Текст для чтения:
- - - - -
Но бросимъ взглядъ на другія происшествія наполняющія Среднюю Исторію. Они хотя въ сравненіи съ Крестовыми Походами могутъ почесться второстепенными, но тѣмъ не менѣе всѣ исполнены чудесности, сообщающей Среднимъ Вѣкамъ какой-то фантастическій свѣтъ, всѣ — порожденіе юношества прекраснаго, исполненнаго самыхъ сильныхъ и великихъ надеждъ, часто безразсуднаго, но плѣнительнаго и въ самой безразсудности. Разсмотримъ ихъ по порядку времени; возмемъ то блестящее время, когда появились Аравитяне — краса народовъ Восточныхъ. И одному только человѣку и созданной имъ религіи роскошной какъ ночи и вечера Востока, пламенной какъ природа близкая къ Индійскому Морю, важной и размышляющей, какую только могли внушить великія пустыни Азіи, — обязаны они всѣмъ своимъ блестящимъ, радужнымъ существованіемъ! Съ непостижимою быстротою они, эти смуглые чалмоносцы воздвигаютъ свои Калифаты съ трехъ сторонъ Средиземнаго моря. И воображеніе ихъ, умъ и всѣ способности, которыми Природа такъ чудно одарила Араба, отпечатываясь со всею роскошью на ихъ дворцахъ, мечетяхъ, садахъ, фонтанахъ, и такъ же внезапно, какъ въ ихъ сказкахъ, кипящихъ изумрудами и перлами Восточной Поэзіи. Вѣкъ вперед — и уже онъ исчезъ, этотъ необыкновенный народъ, такъ что въ раздумьи спрашиваешь себя: точно ли онъ жилъ и существовалъ, или онъ — самое прекрасное созданіе нашего воображенія?
- - - - -
[Сохранённые записи]
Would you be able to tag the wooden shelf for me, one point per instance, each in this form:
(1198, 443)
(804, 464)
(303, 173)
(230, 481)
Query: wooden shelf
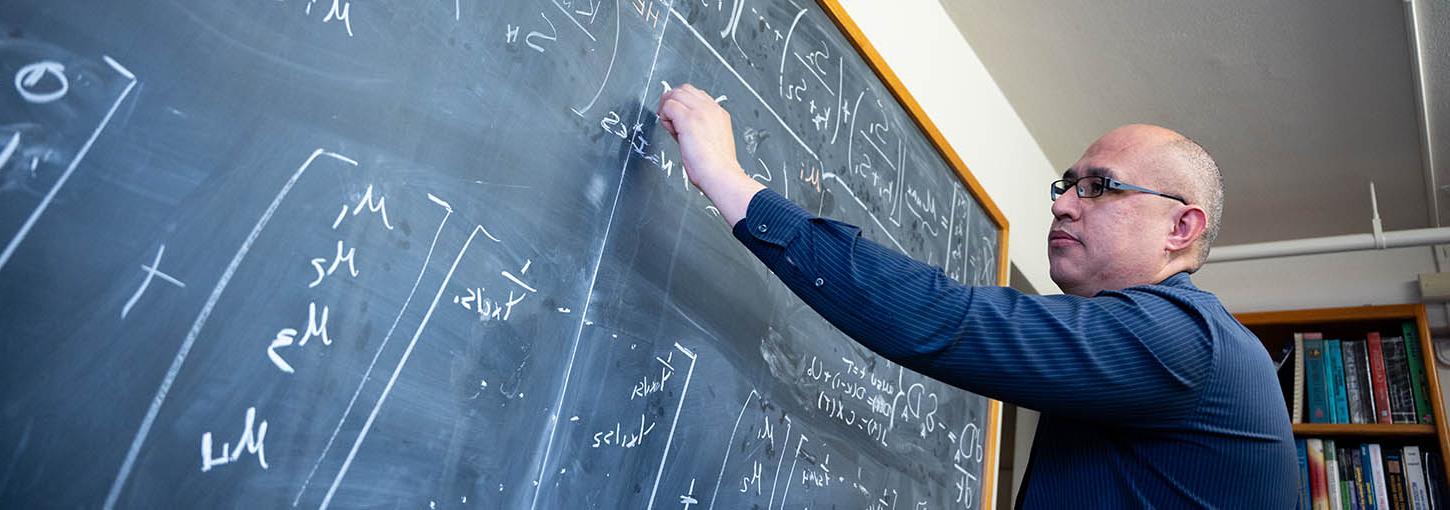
(1275, 329)
(1366, 429)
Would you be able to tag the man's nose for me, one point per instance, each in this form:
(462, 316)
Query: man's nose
(1067, 206)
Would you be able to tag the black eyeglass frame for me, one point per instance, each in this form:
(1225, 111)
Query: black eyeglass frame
(1108, 183)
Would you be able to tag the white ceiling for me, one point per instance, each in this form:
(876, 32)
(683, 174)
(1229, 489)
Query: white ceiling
(1302, 102)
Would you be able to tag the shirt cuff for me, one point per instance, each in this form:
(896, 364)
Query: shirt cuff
(772, 218)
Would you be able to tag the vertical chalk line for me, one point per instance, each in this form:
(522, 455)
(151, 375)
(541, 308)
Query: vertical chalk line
(398, 370)
(387, 336)
(45, 202)
(593, 277)
(200, 320)
(676, 420)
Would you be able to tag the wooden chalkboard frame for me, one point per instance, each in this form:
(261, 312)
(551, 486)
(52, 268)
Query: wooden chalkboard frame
(877, 64)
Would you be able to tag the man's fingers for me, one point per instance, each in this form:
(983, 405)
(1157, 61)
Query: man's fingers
(696, 93)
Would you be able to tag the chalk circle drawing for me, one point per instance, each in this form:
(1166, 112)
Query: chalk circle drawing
(28, 81)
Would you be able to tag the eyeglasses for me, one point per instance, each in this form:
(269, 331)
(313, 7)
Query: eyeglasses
(1095, 186)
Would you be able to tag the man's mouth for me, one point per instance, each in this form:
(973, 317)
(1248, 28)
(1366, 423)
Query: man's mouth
(1060, 238)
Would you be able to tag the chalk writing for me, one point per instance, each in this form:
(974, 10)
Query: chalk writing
(251, 441)
(28, 81)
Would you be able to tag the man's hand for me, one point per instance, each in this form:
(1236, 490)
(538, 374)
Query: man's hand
(708, 148)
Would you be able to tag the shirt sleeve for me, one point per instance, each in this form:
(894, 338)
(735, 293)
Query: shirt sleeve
(1138, 355)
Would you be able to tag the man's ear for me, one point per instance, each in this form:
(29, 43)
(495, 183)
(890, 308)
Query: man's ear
(1188, 228)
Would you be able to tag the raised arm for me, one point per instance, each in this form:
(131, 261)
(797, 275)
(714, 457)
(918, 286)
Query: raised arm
(1131, 355)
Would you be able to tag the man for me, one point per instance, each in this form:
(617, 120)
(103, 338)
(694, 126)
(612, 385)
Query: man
(1152, 394)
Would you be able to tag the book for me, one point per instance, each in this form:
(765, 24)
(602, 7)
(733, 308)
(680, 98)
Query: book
(1434, 478)
(1355, 387)
(1347, 490)
(1395, 478)
(1363, 475)
(1297, 410)
(1318, 486)
(1376, 467)
(1397, 374)
(1415, 478)
(1378, 378)
(1334, 380)
(1305, 491)
(1417, 373)
(1314, 381)
(1331, 474)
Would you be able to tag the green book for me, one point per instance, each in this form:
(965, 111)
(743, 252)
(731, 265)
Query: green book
(1417, 373)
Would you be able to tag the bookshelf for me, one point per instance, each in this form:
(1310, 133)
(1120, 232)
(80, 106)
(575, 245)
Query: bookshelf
(1276, 328)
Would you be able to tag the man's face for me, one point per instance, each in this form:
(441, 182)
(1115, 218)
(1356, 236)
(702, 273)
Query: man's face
(1112, 241)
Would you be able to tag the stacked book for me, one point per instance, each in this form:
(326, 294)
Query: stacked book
(1378, 378)
(1341, 474)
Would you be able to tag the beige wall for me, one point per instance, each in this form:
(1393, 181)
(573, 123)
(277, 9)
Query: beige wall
(941, 71)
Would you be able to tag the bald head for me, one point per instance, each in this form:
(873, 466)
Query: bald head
(1179, 165)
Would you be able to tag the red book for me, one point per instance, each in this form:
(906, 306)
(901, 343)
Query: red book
(1378, 378)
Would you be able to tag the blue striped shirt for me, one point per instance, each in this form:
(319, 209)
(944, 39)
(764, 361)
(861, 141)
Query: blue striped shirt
(1152, 396)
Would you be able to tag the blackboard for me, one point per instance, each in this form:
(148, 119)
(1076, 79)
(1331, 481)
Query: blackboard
(399, 254)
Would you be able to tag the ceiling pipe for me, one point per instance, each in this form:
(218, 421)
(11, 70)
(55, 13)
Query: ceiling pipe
(1375, 239)
(1330, 245)
(1421, 112)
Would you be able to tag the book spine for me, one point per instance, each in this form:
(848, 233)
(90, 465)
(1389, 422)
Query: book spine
(1314, 380)
(1378, 378)
(1331, 474)
(1363, 478)
(1376, 467)
(1305, 493)
(1395, 478)
(1415, 480)
(1417, 373)
(1297, 416)
(1334, 378)
(1434, 478)
(1346, 478)
(1397, 373)
(1318, 486)
(1353, 354)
- - - - -
Цель задания:
Объясните по тексту о Средней истории, почему о народе аравитян возникает вопрос, существовал ли он на самом деле. Записи здесь никакой роли не играют.

Результат упражнения:
Этот необыкновенный народ исчез всего через век после своего появления. Поэтому в раздумье спрашиваешь себя, жил ли он в действительности или это самое прекрасное создание нашего воображения.